═══ Source document
Citizen Girl is strongest when milking such postfeminist incongruities. As the book’s promotional materials tell us, Girl “isn’t afraid to ask some tough questions. Mainly: Have any of us come a long way, baby?” And indeed, in the age of Girls Gone Wild, much can-and should-be said about the current notion that turning the female body into a sex object is an act of “empowerment,” so long as it’s the woman herself doing the objectifying. I remember going to a fiction reading a few years ago and being asked to make a donation to an organization that purported to help prostitutes-not by getting them off the street and into better jobs, but by trying to improve their working conditions. (Health insurance for hookers-there must be worthier causes!) Further convoluting the original feminist message, young women now ape bad-boy behavior by going to strip clubs and having sex parties, a trend New York magazine identified a few years ago as the advent of the Female Chauvinist Pig. Yes, there have been backlashes before-just ask Susan Faludi and Naomi Wolf-but never quite as disheartening as seeing the Playboy Mansion made cool by the presence of Gwyneth Paltrow, or Meredith Vieira taking pole-dancing lessons on The View.
Ms. McLaughlin and Ms. Kraus grind this legitimate ax quite noisily. I will allow them the improbability of My Company being run by a bunch of male yobbos, even though a ball-busting caricature of Candice Carpenter, the real founder of IVillage, would have worked better. Girl (the character) fights the good fight for as long as she can, but eventually becomes a pawn in the commercial scheme of the Man. She conceives of a bang-up proposal for how to sell My Company users more stuff by “reconfiguring and relabeling what some would call sexist content under a feminist banner, thus encouraging them to embrace the term.” Not that she doesn’t feel horribly conflicted: “I continue nauseously on and on, uninterrupted. On and on and on, through a list of ideas, which, upon hearing out loud, should revoke my NOW card.” Are there any 22-year-old members of N.O.W. these days? You certainly don’t need to be one to know that the mass media is still sending out mixed messages to women, and that Cake parties (“female-focused events that provide women with the opportunity to experience sexual culture as entertainment”) are retarded.
══════
═══ Material provided
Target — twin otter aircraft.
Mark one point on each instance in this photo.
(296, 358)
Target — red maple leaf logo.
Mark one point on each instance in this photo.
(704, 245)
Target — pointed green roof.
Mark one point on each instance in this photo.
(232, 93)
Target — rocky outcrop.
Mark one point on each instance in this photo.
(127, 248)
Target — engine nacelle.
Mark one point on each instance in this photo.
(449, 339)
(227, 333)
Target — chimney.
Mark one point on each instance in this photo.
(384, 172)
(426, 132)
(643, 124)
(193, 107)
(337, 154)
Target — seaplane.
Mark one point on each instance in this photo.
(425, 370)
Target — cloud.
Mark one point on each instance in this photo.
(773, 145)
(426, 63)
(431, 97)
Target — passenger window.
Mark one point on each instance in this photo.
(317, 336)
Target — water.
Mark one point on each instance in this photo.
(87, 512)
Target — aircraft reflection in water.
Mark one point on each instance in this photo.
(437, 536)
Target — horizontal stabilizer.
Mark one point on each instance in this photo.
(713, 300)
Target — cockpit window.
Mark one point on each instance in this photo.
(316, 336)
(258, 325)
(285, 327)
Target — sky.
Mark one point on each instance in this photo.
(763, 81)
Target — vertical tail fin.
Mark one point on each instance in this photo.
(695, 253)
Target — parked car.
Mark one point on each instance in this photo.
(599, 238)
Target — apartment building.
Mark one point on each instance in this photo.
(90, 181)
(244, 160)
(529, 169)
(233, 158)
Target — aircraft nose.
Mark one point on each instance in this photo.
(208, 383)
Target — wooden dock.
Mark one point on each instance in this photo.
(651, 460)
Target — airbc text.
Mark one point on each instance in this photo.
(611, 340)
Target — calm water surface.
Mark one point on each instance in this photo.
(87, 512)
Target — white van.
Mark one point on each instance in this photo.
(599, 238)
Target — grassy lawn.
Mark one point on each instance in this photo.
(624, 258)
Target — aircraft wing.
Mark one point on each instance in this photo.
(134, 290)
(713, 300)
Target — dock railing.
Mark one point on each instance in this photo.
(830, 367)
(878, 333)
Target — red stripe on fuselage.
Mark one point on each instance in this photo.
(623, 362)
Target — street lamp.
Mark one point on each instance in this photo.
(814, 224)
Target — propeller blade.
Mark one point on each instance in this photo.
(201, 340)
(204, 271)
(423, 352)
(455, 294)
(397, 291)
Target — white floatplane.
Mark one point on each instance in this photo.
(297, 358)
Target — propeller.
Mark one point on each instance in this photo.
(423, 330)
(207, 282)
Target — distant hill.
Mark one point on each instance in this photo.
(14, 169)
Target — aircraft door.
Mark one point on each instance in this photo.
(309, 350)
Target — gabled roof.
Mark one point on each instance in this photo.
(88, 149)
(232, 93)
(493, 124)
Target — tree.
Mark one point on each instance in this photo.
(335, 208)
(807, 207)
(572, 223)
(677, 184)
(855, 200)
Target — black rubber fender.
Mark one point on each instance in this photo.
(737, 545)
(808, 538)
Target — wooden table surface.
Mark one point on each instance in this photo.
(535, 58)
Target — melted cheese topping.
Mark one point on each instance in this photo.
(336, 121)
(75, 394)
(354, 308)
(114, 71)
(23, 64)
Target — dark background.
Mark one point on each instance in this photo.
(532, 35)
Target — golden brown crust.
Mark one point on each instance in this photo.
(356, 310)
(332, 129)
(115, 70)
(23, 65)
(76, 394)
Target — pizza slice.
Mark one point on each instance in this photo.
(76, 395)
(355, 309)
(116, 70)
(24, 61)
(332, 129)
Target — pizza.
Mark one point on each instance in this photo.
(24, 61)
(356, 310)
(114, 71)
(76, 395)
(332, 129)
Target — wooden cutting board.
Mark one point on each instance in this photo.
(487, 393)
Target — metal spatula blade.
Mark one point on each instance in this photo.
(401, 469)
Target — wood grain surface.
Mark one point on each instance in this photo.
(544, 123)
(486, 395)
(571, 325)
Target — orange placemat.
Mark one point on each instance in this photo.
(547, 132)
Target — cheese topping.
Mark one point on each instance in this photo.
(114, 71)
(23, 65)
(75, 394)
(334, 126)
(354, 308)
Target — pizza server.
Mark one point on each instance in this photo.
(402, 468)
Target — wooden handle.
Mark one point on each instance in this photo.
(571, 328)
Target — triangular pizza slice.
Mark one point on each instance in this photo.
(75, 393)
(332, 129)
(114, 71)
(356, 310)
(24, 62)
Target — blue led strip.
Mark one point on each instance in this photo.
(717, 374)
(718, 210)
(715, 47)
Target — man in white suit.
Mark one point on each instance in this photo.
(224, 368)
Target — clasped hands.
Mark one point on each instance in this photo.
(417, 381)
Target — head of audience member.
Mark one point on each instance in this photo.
══════
Study questions »
#1 According to the review of Citizen Girl, what trend did New York magazine identify a few years ago?
#2 Pick up the review of Citizen Girl after its final sentence and continue it.
The listing has no connection to the review of Citizen Girl.

Responses »
#1 The advent of the Female Chauvinist Pig.

#2
Unfortunately, the authors have once again larded a perfectly fine send-up with an inane romance. This one begins when Girl meets a guy named Buster at a job fair. “We take each other in, smiling, the creases around his lovely eyes bringing a tingle.” It goes downhill from there, with a very strange detour into an ambiguous date-rape scenario, from which Buster somehow emerges as a viable long-term prospect. Emma McLaughlin and Nicola Kraus should stick to satire, and leave the relationship stuff to Helen Fielding and Anna Maxted. After all, as a real dyed-in-the-Donna-Karan-pantsuit feminist would say, a woman without a man is like a fish without a bicycle. Not that any of today’s girls could tell you whose line that is.
Ruth Davis Konigsberg is a freelance journalist in New York and a former deputy editor of Cosmopolitan Magazine.